» PAGE TEXT

Tax collection from drugstores

At the beginning of the current fiscal year, the federal government came up with a novel idea to propel drugstores into the tax net.  It required manufacturers, importers, and distributors of medicines to collect advance income tax from retailers, that is, drugstore owners.

The FBR believed the policy would expand the tax net to not only tens of thousands of drugstores but also thousands of dealers, sub-dealers, and wholesalers. The policy was designed as a documentation measure and nominal withholding tax collection at the rates of 0.1% and 0.5% on sales to distributors and retailers respectively was required to be collected by the sellers under the provisions of sections 236G and 236H of the Income Tax Ordinance, 2001, according to an FBR statement.

» Stored data entries
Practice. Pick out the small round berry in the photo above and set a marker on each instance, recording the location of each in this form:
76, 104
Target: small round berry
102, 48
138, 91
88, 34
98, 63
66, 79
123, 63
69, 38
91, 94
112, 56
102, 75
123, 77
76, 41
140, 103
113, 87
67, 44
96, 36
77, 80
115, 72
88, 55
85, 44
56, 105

...

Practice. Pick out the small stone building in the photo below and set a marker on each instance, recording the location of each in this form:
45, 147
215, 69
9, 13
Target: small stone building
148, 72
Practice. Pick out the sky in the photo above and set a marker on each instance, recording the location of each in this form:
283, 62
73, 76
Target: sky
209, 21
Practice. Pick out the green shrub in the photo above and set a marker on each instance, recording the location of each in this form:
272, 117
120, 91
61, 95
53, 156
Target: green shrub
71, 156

--

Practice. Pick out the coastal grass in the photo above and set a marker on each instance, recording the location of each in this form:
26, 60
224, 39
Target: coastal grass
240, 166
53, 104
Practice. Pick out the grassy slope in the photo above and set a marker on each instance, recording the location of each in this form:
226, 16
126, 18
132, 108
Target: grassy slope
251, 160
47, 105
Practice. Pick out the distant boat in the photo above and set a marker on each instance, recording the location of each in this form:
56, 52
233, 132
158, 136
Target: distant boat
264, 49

» EXERCISES TO COMPLETE
a) Using the drugstore tax text, decide whether each statement agrees with it, answering yes or no and quoting the words that settle it: (i) manufacturers, importers, and distributors of medicines were to collect advance income tax from drugstore owners; (ii) the withholding rate on sales to retailers was 0.1%; (iii) the policy was introduced at the end of the fiscal year.
b) Write a continuation of the drugstore tax text, starting after its last sentence.

» ANSWER LIST
a)
(i) Yes: "It required manufacturers, importers, and distributors of medicines to collect advance income tax from retailers, that is, drugstore owners."
(ii) No: "at the rates of 0.1% and 0.5% on sales to distributors and retailers respectively"
(iii) No: "At the beginning of the current fiscal year"

b)
Fake Invoicing and tax evasion

Medicine supply chain insiders say most of the drugstore owners were hesitant to register with the FBR. They did not want to share the purchase details or other business information with the government. The situation led to some distributors/sellers using fake invoices and other tricks to elude documentation. To facilitate a hesitant retailer they would either create the invoice in the name of other reputable retailers who were already part of the tax net or they would backdate the invoice, selecting any date before June 2021 when the new policy had not been reinforced. Some of the retailers were sold medicines without an invoice, insiders told SAMAA Digital.

The malpractice did not end there. Although sellers ‘facilitated’ the hesitant retailers through fake or zero invoicing, they still collected 1pc advance income tax, which they never deposited with the FBR. “They have put this money in their own pocket,” a source says.

Ostensibly, FBR’s vague policies and lack of a well-elaborated collection mechanism has enabled sellers and distributors to siphon off the tax money.

The confusion over the tax collection mechanism has also caused trouble for genuine players. Wholesale Chemist Council of Pakistan President Atif Blue said the government had required wholesalers to submit the entire sale/purchase record once every fortnight, and it is a mammoth task, which would force wholesalers to hire additional staff that needs to be paid salary. The situation would increase the cost of doing business, he said speaking to SAMAA Digital.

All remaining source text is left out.